De schemerzone van de partijfinanciering blijft Leo Delcroix en de CVP achtervolgen. De messen worden volop geslepen.

Dat de CVP haar boekhouding laat controleren door een revisor die van de partij belangrijke opdrachten krijgt bij de spoorwegen (NMBS) en Belgacom, daar moesten vodden van komen. Maar misschien was het de christen-democraten niet in eerste instantie om stringente controle te doen, toen ze in 1989 Herman Van Impe aanstelden. Dat diezelfde bedrijfsrevisor er met cruciale gegevens van de partijboekhouding van door was gegaan, leek helemaal te gek. En toch, dat was de stelling die CVP-woordvoerder Willy Buijs vorige week in het weekblad Humo suggereerde en nadien in Gazet Van Antwerpen openlijk verdedigde. Van Impe diende klacht in tegen Buijs wegens laster en eerroof.

?De documenten van 1990 en 1991 die in november uit de CVP-boekhouding zijn verdwenen, zijn meer dan waarschijnlijk ontvreemd door bedrijfsrevisor Herman Van Impe. Daar zijn getuigen van,? zo verklaarde Buijs aan de Antwerpse krant. Hij wees erop dat de verdwijning van de papieren samenviel met een nieuwe fase in het dossier van de milieuboxen. Op 6 november van vorig jaar maakte de Antwerpse procureur-generaal Roger Van Camp een dossier over aan Vlaams parlementsvoorzitter Norbert De Batselier (SP).

Verzameld materiaal:
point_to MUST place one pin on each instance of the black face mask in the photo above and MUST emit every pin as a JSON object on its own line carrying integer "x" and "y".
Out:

Opdracht: Pak het artikel over de CVP-partijfinanciering weer op en schrijf verder vanaf de laatste zin.

Uitwerking:
De Antwerpse procureur-generaal schreef dat in een Zwitserse kluis een nota werd teruggevonden waarin de gevallen ondernemer Jean-Pierre Bleyen ( Zincpower) verklaarde dat het Limburgse bedrijf Plascobel twee miljoen frank aan de CVP betaalde, in ruil voor het order van de milieuboxen. Bleyen trad destijds op als lobbyist voor Plascobel. Een week later besliste het Vlaams parlement om minister van Leefmilieu Theo Kelchtermans niet, maar zijn dossier wél naar het Hof van Cassatie te verwijzen. CVP-voorzitter Marc Van Peel ontdekte in de boekhouding van de studiedienst Cepess een gift van twee miljoen frank. Of er voorts sprake was van een andere gift van twee miljoen frank, werd niet duidelijk.

Precies in die periode dus verdwenen uit het CVP-hoofdkwartier belangrijke documenten, die daar kort tevoren nog gezien waren. Voor Buijs lagen de zaken simpel : er hing een geurtje aan het succesvol financieel beleid van gewezen nationaal secretaris Leo Delcroix (1984-1991). Meer concreet luidde de boodschap : de gebroeders Bleyen smeerden de partij niet alleen voor de milieuboxen. Het door de Bleyens gefinancierde en op initiatief van Delcroix opgerichte mediabedrijf Hermes Communications was betrokken in een facturencarrousel die partijfinanciering moest camoufleren. Buijs voegde er nog veelzeggend aan toe dat niet Kelchtermans maar de veel geviseerde Delcroix de spin in het web was.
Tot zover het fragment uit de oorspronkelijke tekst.